- Goal
Reproduce the lines below verbatim, starting with the line that contains "of the leafy" and stopping after the line that contains "80], [322, 71]]".

- Provided records
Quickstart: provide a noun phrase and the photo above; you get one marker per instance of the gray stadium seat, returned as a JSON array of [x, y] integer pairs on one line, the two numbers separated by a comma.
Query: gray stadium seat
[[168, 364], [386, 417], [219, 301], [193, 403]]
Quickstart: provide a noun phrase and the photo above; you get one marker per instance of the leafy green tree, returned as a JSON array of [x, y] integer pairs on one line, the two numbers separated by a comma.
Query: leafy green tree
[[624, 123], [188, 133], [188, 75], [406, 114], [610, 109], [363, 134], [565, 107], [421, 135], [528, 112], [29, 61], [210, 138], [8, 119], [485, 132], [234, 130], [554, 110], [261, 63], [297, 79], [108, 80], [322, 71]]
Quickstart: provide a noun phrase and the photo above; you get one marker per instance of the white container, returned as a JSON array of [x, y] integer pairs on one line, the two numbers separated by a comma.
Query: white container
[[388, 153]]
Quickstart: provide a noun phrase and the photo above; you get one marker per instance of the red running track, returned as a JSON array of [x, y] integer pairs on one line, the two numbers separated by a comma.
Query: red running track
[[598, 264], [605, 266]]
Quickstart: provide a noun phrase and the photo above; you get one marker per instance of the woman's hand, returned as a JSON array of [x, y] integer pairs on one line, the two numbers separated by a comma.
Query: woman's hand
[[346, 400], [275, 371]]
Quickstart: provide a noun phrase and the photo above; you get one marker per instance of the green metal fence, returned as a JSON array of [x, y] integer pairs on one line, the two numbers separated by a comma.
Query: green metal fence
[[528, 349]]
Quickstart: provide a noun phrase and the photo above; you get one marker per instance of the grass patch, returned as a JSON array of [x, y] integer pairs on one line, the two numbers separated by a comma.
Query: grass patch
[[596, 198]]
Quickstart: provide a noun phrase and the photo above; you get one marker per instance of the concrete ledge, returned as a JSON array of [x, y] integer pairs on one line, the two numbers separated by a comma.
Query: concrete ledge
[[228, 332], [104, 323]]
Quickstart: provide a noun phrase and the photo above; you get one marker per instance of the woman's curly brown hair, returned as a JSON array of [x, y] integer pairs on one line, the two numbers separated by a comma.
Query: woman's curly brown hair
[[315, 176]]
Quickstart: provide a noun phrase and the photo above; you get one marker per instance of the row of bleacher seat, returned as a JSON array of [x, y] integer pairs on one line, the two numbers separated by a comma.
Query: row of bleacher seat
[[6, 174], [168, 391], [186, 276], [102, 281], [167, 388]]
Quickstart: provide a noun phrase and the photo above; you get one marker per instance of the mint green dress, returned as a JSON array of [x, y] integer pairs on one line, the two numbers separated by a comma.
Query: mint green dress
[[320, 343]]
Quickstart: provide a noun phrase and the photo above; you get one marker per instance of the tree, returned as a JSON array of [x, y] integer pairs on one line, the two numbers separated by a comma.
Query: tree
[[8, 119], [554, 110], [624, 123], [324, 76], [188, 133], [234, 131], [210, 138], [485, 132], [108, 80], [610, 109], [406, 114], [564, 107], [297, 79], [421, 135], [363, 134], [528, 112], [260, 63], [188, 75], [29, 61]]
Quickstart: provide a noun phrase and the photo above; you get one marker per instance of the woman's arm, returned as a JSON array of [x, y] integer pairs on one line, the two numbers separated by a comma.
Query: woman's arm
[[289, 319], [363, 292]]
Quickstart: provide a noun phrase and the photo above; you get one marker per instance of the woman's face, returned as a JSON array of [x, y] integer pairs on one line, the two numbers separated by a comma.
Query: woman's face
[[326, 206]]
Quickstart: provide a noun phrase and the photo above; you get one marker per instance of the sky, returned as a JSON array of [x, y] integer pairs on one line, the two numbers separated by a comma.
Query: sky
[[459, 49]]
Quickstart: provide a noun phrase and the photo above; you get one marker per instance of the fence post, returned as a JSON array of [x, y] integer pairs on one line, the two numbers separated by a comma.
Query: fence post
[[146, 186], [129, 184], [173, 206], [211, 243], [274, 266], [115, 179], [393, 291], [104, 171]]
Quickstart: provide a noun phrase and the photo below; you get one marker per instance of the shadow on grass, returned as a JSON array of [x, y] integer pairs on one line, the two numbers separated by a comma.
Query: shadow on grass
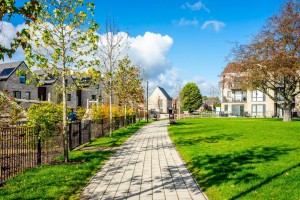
[[118, 136], [212, 139], [266, 181], [59, 181], [237, 167]]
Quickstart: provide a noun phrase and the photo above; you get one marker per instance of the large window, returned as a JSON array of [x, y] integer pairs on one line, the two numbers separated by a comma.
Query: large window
[[69, 97], [17, 94], [23, 79], [228, 94], [226, 108], [28, 95], [258, 96], [258, 110]]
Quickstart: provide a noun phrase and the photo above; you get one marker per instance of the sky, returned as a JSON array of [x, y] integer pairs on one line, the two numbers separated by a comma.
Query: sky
[[178, 41]]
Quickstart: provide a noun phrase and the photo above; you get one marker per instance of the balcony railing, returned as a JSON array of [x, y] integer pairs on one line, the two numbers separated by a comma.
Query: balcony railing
[[235, 100]]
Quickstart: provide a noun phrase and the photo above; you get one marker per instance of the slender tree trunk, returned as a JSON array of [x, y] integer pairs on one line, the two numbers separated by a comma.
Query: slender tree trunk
[[287, 117], [65, 132], [132, 116], [179, 111], [110, 108], [125, 116]]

- Response below
Quickstart: provide a noun phrase and the photo above; you get one marker per instance of the leafy green tree, returned as a JSON array of [x, y] integer pairs on one line, the two numbers separated by a comma.
Query: leafy green tree
[[624, 123], [188, 133], [188, 75], [406, 114], [610, 109], [363, 134], [565, 107], [421, 135], [528, 112], [29, 61], [210, 138], [8, 119], [485, 132], [234, 130], [554, 110], [261, 63], [297, 79], [108, 80], [322, 71]]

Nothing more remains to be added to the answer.